# [O que se pede]
Prossiga o artigo sobre a apresentação do "War Requiem" pela Osesp a partir da última frase mostrada.

== Artigo

São Paulo, quinta-feira, 14 de dezembro de 2000

Texto Anterior | Próximo Texto | Índice

CONCERTO/CRÍTICA

"War Requiem" nos faz ouvir a pior das guerras sem um estrondo



ARTHUR NESTROVSKI
DA EQUIPE DE ARTICULISTAS



E xistem limites para a representação? Cercados de brutalidade, expostos a horrores cotidianamente, será que ainda é possível se chocar com a violência homeopática de uma imagem, uma peça, um poema? Que resposta insuspeitada veio sob forma de música no "War Requiem", de Britten (1913-76), interpretado pela Osesp anteontem, na Sala São Paulo.
O "Requiem" é de 1961. Foi composto para a reinauguração da catedral de Coventry, bombardeada durante a Segunda Guerra. Britten, um pacifista militante durante toda a vida, intercala os textos litúrgicos com poemas de Wilfrid Owen (1893-1918), outro pacifista, morto nos campos de batalha da Primeira Guerra.
A combinação de textos sugere alternâncias não só musicais, mas de sentido; e a música de Britten lê uns e outros como uma espécie de testemunha: sobressaltada, empática, de ouvidos abertos para o que não se pode não escutar.
Não há, no repertório moderno, quase nada que se compare à força dessas linhas soltas e corais dissonantes, controlados por esse pulso tão lento, quase alucinatório, que nos faz escutar, sem um estrondo, a pior das guerras.
Manter o pulso, aqui, é o que há de mais difícil; e John Neschling regeu como um predestinado. Não é possível reger essa música sem ter, como ele, uma empatia funda com seu sentido mais sombrio e sem fundo. Buracos se abrem na textura, linhas se suspendem num estado de total fragilidade, os sinos dobram secos, sem nostalgia. As crianças (muito bem preparadas por Teruo Yoshida) cantam do lado de lá da platéia e do lado de lá da vida. O coro adulto (idem: Naomi Munakata) responde, para além da comoção.

====
== Dados fornecidos

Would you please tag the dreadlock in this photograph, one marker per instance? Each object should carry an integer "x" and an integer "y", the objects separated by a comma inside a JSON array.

====

# [Resposta]
Não é possível tocar essa música sem que se entenda assim, por dentro, o que é esse outro tempo, esse outro entendimento, que Neschling e a Osesp fizeram acontecer no mundo por 80 minutos.
É música adulta, que exige músicos adultos e uma platéia adulta. E cantores: Claudia Riccitelli fazendo chorar no "Lacrimosa", Barry Banks cantando o "Agnus Dei" com um corte incrível de tom e palavra e o barítono Garry Magee ombro a ombro com ele na dramática cena final, o encontro dos inimigos na trincheira, traduzindo o "descansa em paz" latino para o "Let us Sleep Now", de Owen, com uma convicção que ultrapassa a tecnicalidade.
Não existem, talvez, limites para a representação; mas existem limites para a empatia. O excesso cancela. Essa música resiste: ela se esvazia de quase tudo, exceto o essencial. Fica difícil, depois, abrir os olhos, levantar o rosto, voltar para a miséria do mundo sempiternamente errado ao redor.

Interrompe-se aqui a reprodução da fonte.